> **Goal 1**
Write out the stretch of the SaaS churn text from "Of course, reducing" through "this churn calculator)." again, switching each "Company B" to "Company C".

Subscriptions are the bread and butter of SaaS businesses. Which is why they benefit the most from employing customer success strategies to reduce churn.
Of course, reducing churn should be a priority for all companies, no matter their business model. But when your only source of revenue is the subscription customers pay, a lost customer is all the more painful.
Why reducing churn is crucial for SaaS businesses
If you are a recurring revenue business, most of your revenue comes after the initial sale. To highlight the importance of reducing customer churn, let’s consider the following example:
Company A has $10 million of recurring revenue to renew. Company B has $100 million of recurring revenue to renew. If we apply a 2.5% monthly revenue churn rate, that amounts to a loss of 30% annually. (If you want to determine your own churn rate, check out this churn calculator).
This means Company A only loses $3 million due to churn. That’s fairly easy to make up for. But for Company B, that means $30 million. That’s a substantial sum to replace just to stay at the same revenue level as the previous year. So the larger a business gets, the more stringent the need to reduce customer churn.
There are two ways you can solve this problem: you either reduce churn or aim to achieve a negative revenue churn.

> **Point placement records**
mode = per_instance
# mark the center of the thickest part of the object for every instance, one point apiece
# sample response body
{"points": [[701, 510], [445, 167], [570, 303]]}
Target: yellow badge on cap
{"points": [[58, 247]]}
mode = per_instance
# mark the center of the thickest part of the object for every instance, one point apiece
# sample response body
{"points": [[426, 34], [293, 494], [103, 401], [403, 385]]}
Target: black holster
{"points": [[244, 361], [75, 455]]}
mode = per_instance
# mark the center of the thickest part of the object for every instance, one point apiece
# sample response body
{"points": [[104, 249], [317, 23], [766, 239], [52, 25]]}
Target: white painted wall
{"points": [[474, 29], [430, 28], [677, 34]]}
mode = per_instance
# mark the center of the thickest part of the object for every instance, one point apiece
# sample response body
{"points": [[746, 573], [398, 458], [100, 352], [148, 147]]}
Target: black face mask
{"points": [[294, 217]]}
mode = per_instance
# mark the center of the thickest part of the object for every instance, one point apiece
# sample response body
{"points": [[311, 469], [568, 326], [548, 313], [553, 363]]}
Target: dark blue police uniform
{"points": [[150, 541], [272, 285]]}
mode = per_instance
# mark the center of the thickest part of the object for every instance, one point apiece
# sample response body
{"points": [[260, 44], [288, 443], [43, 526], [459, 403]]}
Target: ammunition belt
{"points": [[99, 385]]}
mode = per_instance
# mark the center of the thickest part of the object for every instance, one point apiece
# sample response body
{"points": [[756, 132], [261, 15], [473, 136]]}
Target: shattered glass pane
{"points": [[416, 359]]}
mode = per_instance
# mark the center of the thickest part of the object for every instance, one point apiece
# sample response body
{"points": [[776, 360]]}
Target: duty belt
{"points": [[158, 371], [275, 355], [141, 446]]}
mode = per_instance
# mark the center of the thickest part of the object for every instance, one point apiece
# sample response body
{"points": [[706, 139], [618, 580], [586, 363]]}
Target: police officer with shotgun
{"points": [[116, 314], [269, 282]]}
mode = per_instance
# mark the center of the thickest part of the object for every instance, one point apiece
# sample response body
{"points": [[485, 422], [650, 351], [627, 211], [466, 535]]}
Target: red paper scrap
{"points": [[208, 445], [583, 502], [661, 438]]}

> **Goal 2**
Locate every line in the records that contains the string "Target", with case counting, and copy those lines.

> **Solution 1**
Of course, reducing churn should be a priority for all companies, no matter their business model. But when your only source of revenue is the subscription customers pay, a lost customer is all the more painful.
Why reducing churn is crucial for SaaS businesses
If you are a recurring revenue business, most of your revenue comes after the initial sale. To highlight the importance of reducing customer churn, let’s consider the following example:
Company A has $10 million of recurring revenue to renew. Company C has $100 million of recurring revenue to renew. If we apply a 2.5% monthly revenue churn rate, that amounts to a loss of 30% annually. (If you want to determine your own churn rate, check out this churn calculator).

> **Solution 2**
Target: yellow badge on cap
Target: black holster
Target: white painted wall
Target: black face mask
Target: dark blue police uniform
Target: ammunition belt
Target: shattered glass pane
Target: duty belt
Target: police officer with shotgun
Target: red paper scrap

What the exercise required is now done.